Given instruction 1 →
Return the forum excerpt word for word, from its first line to its last.
Given instruction 2 →
Output the listing lines from the one containing "Outline framed artwork on wall above." up to and including the one containing "60, 86, 288, 380" as a Markdown table with the columns No. and Line. Number each row, and leave out any blank lines.

Page excerpt →
# # # #
This is what an affair does. You are not unique. I also felt like I could divorce and date my AP, until I got caught. Now I feel nothing but disgust for my behavior. 

Do yourself a huge favor, end the EA and work on your marriage. At least try to save what you have. Give it an honest try. This means that you will have to tell the OM that you have decided to work on your marriage, and that you will not be communicating with him. Ask him to respect that, and to no try and contact you. You would do the same for him.

Give your husband a chance. Give yourself a chance. Be that good person you say you are.


----------



## Halien (Feb 20, 2011)

tigger01 said:


> If any of you are familiar with the music of Casting Crowns, there’s a song titled, “Slow Fade.” It talks about flattery leading to compromise, black and white turning to gray and the fact that people/families never crumble in a day. Right now I feel like I am that person of which they sing.
> 
> As I said in my initial post, I’m neither happy in my marriage nor happy with the choices I’m making. I very much enjoy talking with this OM, but at the same time, I know it’s only complicating things. Could I, however, see leaving my husband for this OM? No! Could I see leaving my husband to live a single life again; to maybe date this (unmarried) OM? Maybe! And it’s that “maybe” that scares me! Divorce is not an option I take lightly, and although this is rather hypocritical at the moment (believe me, I know!!!), I took vows. We have talked about the issues in our marriage, and I know that he doesn’t want to lose me, but have those “issues” (both mine and his) already created irreversible damage? I guess, though, being a person of faith, I believe anything is reversible when you ask for help from above!
> 
> To sum it up, I know what I need to do, but why is that decision not coming easily? Again, I’m a good person, but why oh why am I making such bad, potentially destructive decisions? I feel that my “empty” feeling is a direct result of the guilt that this EA is causing me, and that’s why I posed this question in my first post ….. “Is this what an affair does?” Why can’t I just say good-bye to this OM and focus on my marriage? What a confusing, messed-up time in my life!
# # # #
Data to process →
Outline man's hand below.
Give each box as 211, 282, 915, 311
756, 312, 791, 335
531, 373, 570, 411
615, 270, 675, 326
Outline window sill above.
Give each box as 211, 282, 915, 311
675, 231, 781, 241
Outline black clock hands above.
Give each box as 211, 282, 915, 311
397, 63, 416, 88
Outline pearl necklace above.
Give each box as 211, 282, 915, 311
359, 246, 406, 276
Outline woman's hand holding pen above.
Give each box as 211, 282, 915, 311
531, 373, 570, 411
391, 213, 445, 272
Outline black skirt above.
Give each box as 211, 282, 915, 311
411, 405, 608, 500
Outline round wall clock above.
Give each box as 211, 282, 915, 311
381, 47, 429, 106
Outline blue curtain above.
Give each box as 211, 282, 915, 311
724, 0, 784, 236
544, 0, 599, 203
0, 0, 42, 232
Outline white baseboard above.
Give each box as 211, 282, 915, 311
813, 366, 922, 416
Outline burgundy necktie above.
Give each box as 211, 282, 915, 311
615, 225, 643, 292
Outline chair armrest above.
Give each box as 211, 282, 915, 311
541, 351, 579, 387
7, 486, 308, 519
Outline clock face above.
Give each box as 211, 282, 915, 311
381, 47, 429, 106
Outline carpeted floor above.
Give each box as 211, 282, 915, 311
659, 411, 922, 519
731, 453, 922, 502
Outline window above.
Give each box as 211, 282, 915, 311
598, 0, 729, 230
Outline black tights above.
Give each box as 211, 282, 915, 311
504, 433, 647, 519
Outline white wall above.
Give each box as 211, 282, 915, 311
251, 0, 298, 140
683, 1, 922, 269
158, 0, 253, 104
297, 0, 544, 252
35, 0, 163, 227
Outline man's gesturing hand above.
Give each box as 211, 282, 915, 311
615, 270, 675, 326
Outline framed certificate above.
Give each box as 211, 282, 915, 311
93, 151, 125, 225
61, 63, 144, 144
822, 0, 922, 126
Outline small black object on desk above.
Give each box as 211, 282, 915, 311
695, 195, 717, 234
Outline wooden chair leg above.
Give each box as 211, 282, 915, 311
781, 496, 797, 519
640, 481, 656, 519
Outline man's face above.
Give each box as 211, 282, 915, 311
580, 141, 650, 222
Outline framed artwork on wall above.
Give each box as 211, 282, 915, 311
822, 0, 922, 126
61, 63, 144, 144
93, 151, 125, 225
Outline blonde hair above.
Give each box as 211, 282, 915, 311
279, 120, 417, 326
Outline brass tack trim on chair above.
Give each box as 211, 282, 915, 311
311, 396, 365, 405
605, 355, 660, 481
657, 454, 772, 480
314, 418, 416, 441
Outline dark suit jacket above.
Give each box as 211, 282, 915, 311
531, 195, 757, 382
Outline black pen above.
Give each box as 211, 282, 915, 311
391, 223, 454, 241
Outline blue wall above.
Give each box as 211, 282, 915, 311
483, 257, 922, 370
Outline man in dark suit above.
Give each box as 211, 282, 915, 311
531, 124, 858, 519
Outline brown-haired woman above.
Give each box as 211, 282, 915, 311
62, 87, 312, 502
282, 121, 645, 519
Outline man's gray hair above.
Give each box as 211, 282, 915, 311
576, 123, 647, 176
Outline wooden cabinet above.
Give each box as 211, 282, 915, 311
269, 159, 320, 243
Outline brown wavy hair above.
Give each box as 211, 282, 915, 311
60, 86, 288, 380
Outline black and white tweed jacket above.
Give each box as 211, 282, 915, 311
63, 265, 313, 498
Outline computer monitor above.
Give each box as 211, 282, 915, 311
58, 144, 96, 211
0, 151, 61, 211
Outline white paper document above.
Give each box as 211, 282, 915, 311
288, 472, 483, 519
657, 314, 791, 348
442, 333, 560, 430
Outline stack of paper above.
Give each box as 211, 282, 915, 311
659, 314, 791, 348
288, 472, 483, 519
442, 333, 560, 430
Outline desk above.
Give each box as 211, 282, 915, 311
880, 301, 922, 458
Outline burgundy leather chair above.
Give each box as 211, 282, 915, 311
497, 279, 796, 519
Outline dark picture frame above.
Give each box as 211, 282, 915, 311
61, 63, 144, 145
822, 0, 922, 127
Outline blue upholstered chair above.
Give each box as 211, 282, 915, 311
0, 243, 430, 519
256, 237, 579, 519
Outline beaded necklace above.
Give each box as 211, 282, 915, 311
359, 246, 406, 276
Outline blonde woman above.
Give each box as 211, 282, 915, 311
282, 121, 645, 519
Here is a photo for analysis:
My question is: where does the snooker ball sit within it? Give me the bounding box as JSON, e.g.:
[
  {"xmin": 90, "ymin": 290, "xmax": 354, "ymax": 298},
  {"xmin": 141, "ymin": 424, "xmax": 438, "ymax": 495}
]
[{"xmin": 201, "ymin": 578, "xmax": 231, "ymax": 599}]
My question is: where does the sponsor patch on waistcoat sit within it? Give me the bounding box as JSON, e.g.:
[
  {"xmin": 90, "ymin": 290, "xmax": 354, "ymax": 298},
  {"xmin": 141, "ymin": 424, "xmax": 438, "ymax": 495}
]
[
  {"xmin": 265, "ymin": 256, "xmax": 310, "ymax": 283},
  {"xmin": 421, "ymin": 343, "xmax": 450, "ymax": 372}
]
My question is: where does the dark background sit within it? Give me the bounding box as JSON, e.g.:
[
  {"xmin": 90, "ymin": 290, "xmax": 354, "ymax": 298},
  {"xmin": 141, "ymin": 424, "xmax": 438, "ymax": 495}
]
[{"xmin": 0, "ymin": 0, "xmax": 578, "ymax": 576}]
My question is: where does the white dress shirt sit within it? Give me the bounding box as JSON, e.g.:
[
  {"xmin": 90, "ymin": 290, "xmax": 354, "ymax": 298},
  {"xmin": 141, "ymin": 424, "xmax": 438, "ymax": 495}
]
# # # #
Final result 1 →
This is what an affair does. You are not unique. I also felt like I could divorce and date my AP, until I got caught. Now I feel nothing but disgust for my behavior. 

Do yourself a huge favor, end the EA and work on your marriage. At least try to save what you have. Give it an honest try. This means that you will have to tell the OM that you have decided to work on your marriage, and that you will not be communicating with him. Ask him to respect that, and to no try and contact you. You would do the same for him.

Give your husband a chance. Give yourself a chance. Be that good person you say you are.


----------



## Halien (Feb 20, 2011)

tigger01 said:


> If any of you are familiar with the music of Casting Crowns, there’s a song titled, “Slow Fade.” It talks about flattery leading to compromise, black and white turning to gray and the fact that people/families never crumble in a day. Right now I feel like I am that person of which they sing.
> 
> As I said in my initial post, I’m neither happy in my marriage nor happy with the choices I’m making. I very much enjoy talking with this OM, but at the same time, I know it’s only complicating things. Could I, however, see leaving my husband for this OM? No! Could I see leaving my husband to live a single life again; to maybe date this (unmarried) OM? Maybe! And it’s that “maybe” that scares me! Divorce is not an option I take lightly, and although this is rather hypocritical at the moment (believe me, I know!!!), I took vows. We have talked about the issues in our marriage, and I know that he doesn’t want to lose me, but have those “issues” (both mine and his) already created irreversible damage? I guess, though, being a person of faith, I believe anything is reversible when you ask for help from above!
> 
> To sum it up, I know what I need to do, but why is that decision not coming easily? Again, I’m a good person, but why oh why am I making such bad, potentially destructive decisions? I feel that my “empty” feeling is a direct result of the guilt that this EA is causing me, and that’s why I posed this question in my first post ….. “Is this what an affair does?” Why can’t I just say good-bye to this OM and focus on my marriage? What a confusing, messed-up time in my life!

Final result 2 →
| No. | Line |
|---|---|
| 1 | Outline framed artwork on wall above. |
| 2 | Give each box as 211, 282, 915, 311 |
| 3 | 822, 0, 922, 126 |
| 4 | 61, 63, 144, 144 |
| 5 | 93, 151, 125, 225 |
| 6 | Outline blonde hair above. |
| 7 | Give each box as 211, 282, 915, 311 |
| 8 | 279, 120, 417, 326 |
| 9 | Outline brass tack trim on chair above. |
| 10 | Give each box as 211, 282, 915, 311 |
| 11 | 311, 396, 365, 405 |
| 12 | 605, 355, 660, 481 |
| 13 | 657, 454, 772, 480 |
| 14 | 314, 418, 416, 441 |
| 15 | Outline dark suit jacket above. |
| 16 | Give each box as 211, 282, 915, 311 |
| 17 | 531, 195, 757, 382 |
| 18 | Outline black pen above. |
| 19 | Give each box as 211, 282, 915, 311 |
| 20 | 391, 223, 454, 241 |
| 21 | Outline blue wall above. |
| 22 | Give each box as 211, 282, 915, 311 |
| 23 | 483, 257, 922, 370 |
| 24 | Outline man in dark suit above. |
| 25 | Give each box as 211, 282, 915, 311 |
| 26 | 531, 124, 858, 519 |
| 27 | Outline brown-haired woman above. |
| 28 | Give each box as 211, 282, 915, 311 |
| 29 | 62, 87, 312, 502 |
| 30 | 282, 121, 645, 519 |
| 31 | Outline man's gray hair above. |
| 32 | Give each box as 211, 282, 915, 311 |
| 33 | 576, 123, 647, 176 |
| 34 | Outline wooden cabinet above. |
| 35 | Give each box as 211, 282, 915, 311 |
| 36 | 269, 159, 320, 243 |
| 37 | Outline brown wavy hair above. |
| 38 | Give each box as 211, 282, 915, 311 |
| 39 | 60, 86, 288, 380 |